[Rows of box annotation data]

>>>>>

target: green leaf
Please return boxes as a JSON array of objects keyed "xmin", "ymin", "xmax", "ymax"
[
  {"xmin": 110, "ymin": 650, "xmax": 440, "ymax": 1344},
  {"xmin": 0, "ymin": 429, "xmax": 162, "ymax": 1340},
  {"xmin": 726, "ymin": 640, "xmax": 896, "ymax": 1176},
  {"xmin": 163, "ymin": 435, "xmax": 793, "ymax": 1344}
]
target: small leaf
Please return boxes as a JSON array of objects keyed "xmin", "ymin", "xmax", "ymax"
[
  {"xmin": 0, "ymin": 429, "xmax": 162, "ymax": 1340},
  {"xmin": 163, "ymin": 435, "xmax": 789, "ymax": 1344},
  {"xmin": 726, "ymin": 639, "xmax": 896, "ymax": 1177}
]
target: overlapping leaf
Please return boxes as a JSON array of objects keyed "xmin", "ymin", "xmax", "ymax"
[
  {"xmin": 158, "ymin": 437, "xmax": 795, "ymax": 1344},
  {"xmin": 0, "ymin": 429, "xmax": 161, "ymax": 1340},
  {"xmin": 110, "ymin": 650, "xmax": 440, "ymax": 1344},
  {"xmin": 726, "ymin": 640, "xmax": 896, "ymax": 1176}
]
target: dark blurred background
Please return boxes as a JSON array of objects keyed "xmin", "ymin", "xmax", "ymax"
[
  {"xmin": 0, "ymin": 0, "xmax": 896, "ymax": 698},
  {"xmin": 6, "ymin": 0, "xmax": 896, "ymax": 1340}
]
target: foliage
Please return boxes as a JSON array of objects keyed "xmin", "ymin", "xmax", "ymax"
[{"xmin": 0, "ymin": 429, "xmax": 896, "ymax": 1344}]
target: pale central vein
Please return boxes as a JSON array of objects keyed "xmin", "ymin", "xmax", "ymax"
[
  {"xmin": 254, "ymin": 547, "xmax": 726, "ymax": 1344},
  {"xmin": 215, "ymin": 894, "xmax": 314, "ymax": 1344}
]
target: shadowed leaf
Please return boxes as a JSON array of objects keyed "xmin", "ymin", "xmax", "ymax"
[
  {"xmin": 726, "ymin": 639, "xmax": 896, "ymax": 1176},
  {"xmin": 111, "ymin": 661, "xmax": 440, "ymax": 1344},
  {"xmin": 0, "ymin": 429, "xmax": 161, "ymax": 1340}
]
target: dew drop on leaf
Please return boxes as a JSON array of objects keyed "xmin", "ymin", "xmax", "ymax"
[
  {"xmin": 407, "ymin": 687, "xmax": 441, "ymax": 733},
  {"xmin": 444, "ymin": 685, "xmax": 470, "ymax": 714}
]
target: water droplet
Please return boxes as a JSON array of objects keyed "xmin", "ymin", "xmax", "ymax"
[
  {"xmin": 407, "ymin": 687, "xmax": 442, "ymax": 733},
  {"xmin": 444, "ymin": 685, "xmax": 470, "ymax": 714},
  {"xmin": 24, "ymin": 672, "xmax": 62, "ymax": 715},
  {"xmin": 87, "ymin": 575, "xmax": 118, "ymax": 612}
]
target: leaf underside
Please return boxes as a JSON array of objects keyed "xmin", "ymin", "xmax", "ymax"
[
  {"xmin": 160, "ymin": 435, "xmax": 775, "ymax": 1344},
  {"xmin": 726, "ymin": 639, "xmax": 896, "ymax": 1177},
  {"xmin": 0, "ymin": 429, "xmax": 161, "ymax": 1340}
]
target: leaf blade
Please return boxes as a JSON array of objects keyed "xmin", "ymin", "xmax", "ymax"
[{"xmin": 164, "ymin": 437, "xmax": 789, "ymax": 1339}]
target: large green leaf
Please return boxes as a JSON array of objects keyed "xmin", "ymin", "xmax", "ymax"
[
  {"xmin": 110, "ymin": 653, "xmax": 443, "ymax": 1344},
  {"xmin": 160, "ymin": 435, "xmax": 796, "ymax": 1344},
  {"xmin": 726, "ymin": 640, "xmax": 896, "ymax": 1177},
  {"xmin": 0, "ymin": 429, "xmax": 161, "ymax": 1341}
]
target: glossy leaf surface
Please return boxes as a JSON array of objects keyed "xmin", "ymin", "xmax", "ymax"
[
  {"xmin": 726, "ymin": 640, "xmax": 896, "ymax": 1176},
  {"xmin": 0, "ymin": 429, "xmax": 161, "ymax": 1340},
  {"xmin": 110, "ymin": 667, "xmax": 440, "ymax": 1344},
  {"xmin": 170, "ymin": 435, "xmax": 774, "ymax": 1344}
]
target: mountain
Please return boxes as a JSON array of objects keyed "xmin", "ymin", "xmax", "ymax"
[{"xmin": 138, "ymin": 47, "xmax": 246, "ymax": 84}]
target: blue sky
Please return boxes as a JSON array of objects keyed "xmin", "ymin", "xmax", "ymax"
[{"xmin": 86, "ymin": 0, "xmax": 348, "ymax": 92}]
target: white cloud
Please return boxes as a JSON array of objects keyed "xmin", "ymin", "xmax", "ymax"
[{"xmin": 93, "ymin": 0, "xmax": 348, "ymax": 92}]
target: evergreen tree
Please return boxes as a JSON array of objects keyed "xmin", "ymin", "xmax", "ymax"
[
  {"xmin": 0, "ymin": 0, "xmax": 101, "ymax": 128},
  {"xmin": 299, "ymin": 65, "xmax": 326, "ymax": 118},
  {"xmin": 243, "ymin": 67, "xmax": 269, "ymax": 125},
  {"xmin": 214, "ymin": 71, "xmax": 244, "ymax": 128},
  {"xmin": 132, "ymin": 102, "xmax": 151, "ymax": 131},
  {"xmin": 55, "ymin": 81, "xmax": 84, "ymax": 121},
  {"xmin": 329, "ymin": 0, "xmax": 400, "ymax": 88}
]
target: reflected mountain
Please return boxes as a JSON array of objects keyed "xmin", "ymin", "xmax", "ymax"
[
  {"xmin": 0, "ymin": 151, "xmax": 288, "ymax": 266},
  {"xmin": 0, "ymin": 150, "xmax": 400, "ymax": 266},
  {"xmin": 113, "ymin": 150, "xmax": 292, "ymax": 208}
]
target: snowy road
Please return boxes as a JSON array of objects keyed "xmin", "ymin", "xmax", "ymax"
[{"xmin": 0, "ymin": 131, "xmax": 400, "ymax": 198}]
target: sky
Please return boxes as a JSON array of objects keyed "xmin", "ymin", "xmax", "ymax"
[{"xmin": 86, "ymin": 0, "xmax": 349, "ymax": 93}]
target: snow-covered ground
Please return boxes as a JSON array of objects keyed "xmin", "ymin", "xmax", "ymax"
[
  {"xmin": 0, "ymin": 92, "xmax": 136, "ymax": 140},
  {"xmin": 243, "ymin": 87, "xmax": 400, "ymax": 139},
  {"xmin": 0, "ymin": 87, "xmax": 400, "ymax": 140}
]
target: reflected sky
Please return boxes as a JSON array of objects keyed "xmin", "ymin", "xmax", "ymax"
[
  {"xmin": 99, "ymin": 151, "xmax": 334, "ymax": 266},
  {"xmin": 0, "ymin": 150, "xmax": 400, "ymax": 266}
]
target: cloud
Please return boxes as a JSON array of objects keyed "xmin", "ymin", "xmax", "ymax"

<<<<<

__REQUIREMENTS__: Starting with the line containing "target: snow-covered ground" and going on through the end of the listing, rewrite those lines with "reflected" swapped for "mirrored" and everything else left as is.

__SOLUTION FOR THIS EXERCISE__:
target: snow-covered ground
Please return boxes as a JSON array of objects keyed "xmin", "ymin", "xmax", "ymax"
[
  {"xmin": 0, "ymin": 92, "xmax": 136, "ymax": 140},
  {"xmin": 243, "ymin": 87, "xmax": 400, "ymax": 139},
  {"xmin": 0, "ymin": 87, "xmax": 400, "ymax": 140}
]
target: mirrored sky
Please return boxes as a JSON array of objects keyed "xmin", "ymin", "xmax", "ymax"
[
  {"xmin": 99, "ymin": 151, "xmax": 334, "ymax": 266},
  {"xmin": 0, "ymin": 150, "xmax": 400, "ymax": 266}
]
target: cloud
Please return boxes as a JSON array of objects keyed "xmin", "ymin", "xmax", "ymax"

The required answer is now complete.